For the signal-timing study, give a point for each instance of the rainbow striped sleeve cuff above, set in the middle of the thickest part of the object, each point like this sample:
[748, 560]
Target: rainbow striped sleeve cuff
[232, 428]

-*-

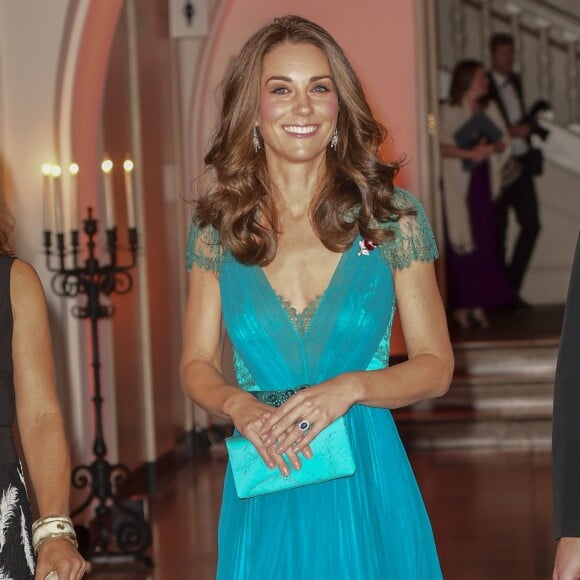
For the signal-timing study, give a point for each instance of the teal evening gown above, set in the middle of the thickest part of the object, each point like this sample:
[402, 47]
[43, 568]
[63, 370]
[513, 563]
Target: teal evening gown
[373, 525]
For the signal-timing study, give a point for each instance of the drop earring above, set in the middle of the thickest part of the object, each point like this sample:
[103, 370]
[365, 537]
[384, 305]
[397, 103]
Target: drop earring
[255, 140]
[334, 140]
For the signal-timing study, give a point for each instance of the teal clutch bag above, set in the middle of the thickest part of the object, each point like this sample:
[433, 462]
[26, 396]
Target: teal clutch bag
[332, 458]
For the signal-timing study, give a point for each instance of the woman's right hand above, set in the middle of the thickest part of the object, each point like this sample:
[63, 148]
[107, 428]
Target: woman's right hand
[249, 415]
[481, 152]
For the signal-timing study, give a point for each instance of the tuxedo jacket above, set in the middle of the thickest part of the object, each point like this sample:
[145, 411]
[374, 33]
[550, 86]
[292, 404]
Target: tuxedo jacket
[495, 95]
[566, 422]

-*-

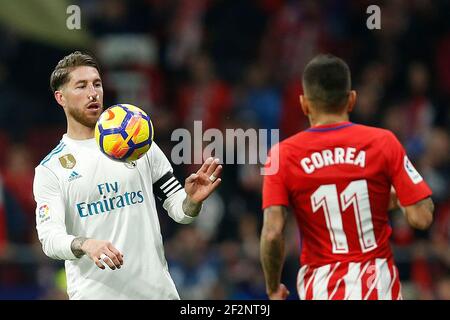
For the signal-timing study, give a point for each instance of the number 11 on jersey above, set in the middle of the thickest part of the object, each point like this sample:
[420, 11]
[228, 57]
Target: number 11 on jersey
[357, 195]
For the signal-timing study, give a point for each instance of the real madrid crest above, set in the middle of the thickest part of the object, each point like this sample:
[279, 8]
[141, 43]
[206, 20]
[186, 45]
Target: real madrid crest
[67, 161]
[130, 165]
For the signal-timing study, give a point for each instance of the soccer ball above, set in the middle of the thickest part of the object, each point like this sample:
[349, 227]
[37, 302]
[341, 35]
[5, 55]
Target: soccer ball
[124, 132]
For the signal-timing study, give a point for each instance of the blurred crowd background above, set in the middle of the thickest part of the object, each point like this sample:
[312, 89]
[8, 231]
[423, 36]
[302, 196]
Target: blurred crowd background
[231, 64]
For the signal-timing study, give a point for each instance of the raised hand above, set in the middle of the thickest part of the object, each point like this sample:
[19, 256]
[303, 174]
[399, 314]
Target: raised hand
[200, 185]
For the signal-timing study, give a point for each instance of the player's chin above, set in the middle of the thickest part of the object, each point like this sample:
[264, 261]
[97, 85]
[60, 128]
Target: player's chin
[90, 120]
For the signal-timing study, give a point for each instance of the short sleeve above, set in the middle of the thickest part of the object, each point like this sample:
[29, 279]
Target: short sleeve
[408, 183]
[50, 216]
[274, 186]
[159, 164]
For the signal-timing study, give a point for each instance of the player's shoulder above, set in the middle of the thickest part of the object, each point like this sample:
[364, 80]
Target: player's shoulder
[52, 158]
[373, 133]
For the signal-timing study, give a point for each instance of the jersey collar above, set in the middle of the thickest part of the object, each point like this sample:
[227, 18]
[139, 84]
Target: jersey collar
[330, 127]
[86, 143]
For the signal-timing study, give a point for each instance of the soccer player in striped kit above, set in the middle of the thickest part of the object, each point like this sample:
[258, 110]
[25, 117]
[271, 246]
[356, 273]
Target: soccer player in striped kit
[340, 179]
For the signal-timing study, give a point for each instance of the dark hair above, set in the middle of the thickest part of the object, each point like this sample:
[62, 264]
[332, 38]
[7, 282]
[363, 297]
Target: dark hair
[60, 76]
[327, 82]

-*-

**Problem to solve:** Above are the records; from them, give again exactly the lines from the one containing "Target: blurred crowd background" through the one containing "the player's shoulder", both included.

**Exercise response:**
Target: blurred crowd background
[231, 64]
For the signal-timing study, give a point for each instance of the raised hand above, set in the middle of the thickest part of the object, each point like this sample:
[19, 256]
[303, 174]
[399, 314]
Target: raised hand
[200, 185]
For the signal-timing study, give a point for each instance of the player's chin above, set in the middle of the thickest part of the object, each point like this sample:
[264, 261]
[97, 85]
[60, 128]
Target: player's chin
[90, 120]
For the signal-timing study, give a point for each instance of the short sleeve above, set in the middle of the thickest part of the object, each point like this sample:
[29, 279]
Target: short sleeve
[408, 183]
[50, 216]
[274, 186]
[159, 164]
For the signal-timing study, give a point for each instance of the player's shoulder above, set in the middle of the thickest part of the object, each point like this sample:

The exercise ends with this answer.